| The records |
* * *

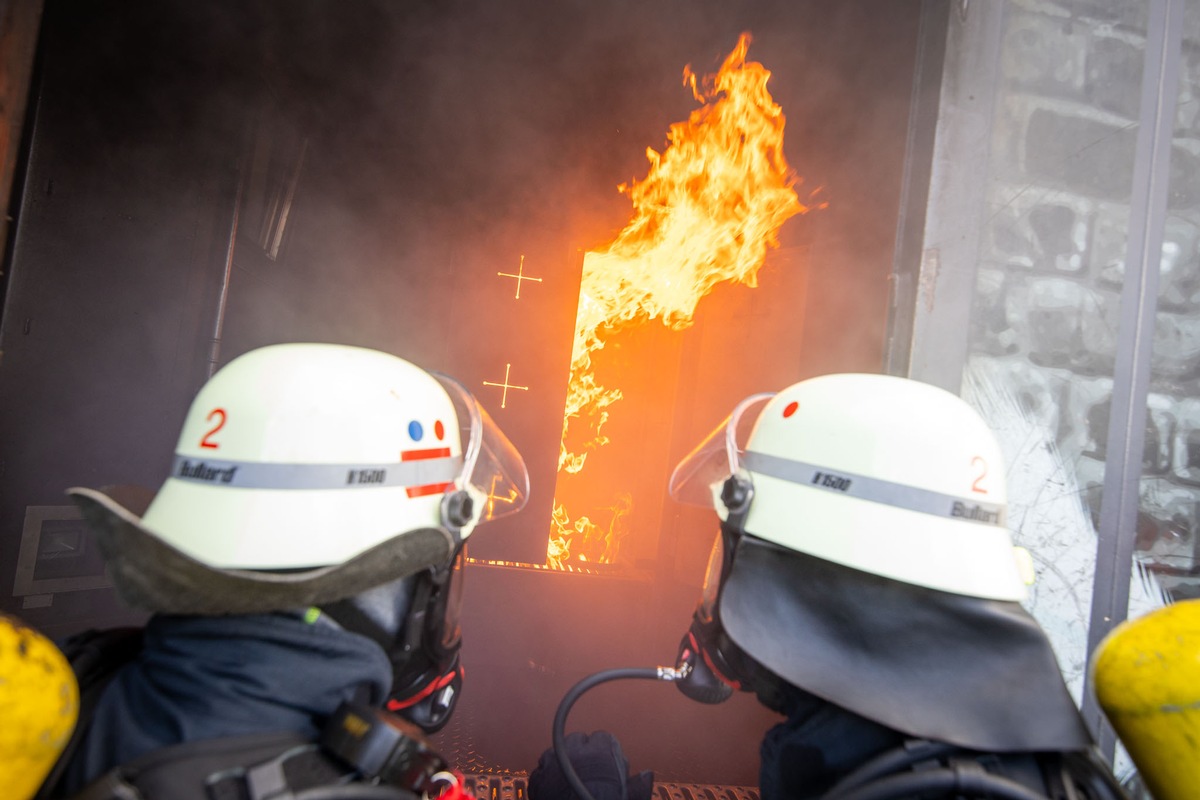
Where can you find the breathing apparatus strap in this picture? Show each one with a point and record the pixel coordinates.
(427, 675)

* * *

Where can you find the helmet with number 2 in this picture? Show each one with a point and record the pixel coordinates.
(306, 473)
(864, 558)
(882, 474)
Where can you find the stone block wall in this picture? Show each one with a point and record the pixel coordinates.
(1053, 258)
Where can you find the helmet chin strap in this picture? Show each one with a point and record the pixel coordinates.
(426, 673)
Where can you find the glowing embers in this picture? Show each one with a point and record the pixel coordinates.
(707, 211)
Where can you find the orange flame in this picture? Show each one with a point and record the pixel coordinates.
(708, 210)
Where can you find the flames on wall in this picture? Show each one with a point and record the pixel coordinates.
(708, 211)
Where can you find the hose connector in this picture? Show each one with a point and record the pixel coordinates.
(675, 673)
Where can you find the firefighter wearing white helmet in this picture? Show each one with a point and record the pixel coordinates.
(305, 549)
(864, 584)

* * *

| Objective |
How many lines in the items above contain the word "wall"? Reply with the number alone.

| Exercise solution |
2